• Written task: How many lines of the items below contain the string "tent"? Case counts, and reply with the number only.

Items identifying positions
>>

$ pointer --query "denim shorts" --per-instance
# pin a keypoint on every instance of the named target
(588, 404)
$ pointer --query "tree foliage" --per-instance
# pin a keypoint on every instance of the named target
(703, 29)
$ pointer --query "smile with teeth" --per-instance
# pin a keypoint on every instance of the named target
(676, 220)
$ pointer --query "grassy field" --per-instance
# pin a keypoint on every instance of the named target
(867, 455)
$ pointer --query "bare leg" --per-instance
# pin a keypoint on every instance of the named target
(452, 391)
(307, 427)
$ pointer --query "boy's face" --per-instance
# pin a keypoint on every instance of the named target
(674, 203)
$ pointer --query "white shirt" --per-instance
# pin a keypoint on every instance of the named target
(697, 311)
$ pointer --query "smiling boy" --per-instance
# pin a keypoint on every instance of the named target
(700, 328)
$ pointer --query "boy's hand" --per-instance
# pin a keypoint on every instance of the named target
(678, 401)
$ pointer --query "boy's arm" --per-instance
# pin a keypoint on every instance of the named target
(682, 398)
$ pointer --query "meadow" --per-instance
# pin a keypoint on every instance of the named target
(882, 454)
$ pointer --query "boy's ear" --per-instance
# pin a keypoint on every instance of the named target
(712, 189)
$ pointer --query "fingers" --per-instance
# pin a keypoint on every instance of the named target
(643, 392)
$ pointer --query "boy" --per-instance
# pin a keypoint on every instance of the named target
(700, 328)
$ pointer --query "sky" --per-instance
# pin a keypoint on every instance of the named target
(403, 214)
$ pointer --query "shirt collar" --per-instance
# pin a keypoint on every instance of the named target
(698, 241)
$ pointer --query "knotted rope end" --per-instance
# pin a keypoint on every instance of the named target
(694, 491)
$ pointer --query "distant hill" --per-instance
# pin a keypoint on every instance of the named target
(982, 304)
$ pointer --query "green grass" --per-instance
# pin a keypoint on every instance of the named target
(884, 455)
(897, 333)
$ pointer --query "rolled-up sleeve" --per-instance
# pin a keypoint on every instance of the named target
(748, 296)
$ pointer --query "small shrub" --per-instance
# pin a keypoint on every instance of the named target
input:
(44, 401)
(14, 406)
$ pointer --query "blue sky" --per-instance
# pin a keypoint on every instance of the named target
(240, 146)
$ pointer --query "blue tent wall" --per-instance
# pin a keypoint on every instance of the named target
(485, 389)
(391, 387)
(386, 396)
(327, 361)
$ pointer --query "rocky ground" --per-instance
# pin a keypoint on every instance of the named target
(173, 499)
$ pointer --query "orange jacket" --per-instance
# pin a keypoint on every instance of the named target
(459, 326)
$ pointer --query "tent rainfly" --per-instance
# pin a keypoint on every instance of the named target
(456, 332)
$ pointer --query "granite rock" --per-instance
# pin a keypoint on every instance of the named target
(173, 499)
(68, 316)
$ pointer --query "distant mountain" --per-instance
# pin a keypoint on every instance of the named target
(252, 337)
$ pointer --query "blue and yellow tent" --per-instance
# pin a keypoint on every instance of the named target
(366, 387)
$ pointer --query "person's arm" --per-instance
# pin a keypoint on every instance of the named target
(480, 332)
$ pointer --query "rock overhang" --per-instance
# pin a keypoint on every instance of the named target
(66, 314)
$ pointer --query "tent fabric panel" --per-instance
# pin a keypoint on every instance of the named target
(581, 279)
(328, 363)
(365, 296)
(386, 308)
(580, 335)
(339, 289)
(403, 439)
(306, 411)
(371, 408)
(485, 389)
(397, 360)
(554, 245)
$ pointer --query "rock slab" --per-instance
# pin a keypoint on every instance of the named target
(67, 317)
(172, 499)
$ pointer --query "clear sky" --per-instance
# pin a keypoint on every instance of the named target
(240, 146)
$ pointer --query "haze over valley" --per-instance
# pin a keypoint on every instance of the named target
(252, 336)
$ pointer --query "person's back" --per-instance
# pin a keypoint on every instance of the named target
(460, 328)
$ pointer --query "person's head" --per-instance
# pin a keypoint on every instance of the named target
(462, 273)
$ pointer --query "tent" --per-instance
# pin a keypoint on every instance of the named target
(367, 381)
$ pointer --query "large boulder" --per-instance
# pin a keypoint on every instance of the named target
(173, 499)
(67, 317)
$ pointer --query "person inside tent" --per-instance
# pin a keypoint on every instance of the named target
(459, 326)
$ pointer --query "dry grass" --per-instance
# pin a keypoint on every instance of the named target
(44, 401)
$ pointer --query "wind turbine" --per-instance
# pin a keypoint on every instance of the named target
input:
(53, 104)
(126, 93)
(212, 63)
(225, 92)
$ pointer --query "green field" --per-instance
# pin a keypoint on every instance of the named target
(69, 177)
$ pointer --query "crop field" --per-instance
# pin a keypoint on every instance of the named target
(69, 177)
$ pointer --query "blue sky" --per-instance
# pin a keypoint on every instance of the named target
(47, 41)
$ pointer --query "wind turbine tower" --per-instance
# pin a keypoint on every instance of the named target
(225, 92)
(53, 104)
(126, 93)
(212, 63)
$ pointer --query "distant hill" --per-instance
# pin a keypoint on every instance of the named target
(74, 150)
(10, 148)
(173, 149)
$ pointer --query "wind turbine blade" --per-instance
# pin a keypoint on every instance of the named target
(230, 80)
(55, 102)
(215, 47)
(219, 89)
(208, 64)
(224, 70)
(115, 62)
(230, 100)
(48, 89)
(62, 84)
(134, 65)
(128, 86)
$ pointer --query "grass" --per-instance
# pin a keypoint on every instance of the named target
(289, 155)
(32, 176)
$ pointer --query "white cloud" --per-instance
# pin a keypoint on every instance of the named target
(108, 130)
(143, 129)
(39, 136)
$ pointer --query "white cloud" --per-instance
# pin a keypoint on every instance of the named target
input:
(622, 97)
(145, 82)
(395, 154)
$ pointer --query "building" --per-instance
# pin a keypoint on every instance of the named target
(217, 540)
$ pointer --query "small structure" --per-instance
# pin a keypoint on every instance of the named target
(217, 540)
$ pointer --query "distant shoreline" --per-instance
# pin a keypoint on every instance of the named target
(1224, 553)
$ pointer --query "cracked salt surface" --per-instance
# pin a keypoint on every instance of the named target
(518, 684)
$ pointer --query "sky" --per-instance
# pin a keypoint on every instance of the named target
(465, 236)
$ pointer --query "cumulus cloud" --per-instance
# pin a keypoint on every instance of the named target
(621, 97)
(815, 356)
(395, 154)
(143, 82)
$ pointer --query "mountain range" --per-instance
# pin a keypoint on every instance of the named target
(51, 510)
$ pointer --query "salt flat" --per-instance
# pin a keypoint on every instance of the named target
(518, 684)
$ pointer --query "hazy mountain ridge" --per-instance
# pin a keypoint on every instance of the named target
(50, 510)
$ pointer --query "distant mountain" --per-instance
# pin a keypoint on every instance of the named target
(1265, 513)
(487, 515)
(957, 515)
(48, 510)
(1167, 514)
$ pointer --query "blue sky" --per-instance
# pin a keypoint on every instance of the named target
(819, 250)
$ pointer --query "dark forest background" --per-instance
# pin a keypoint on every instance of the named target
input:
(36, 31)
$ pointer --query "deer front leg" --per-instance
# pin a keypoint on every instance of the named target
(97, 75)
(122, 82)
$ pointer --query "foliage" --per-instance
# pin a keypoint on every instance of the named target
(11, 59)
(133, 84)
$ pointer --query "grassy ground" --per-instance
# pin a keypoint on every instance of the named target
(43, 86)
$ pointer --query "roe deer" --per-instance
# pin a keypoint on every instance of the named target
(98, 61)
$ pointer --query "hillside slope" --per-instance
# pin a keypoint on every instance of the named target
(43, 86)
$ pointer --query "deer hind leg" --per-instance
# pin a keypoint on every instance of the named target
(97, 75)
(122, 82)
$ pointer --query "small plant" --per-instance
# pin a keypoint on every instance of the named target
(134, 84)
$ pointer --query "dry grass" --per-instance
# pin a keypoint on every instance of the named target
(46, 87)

<<

• In response: 6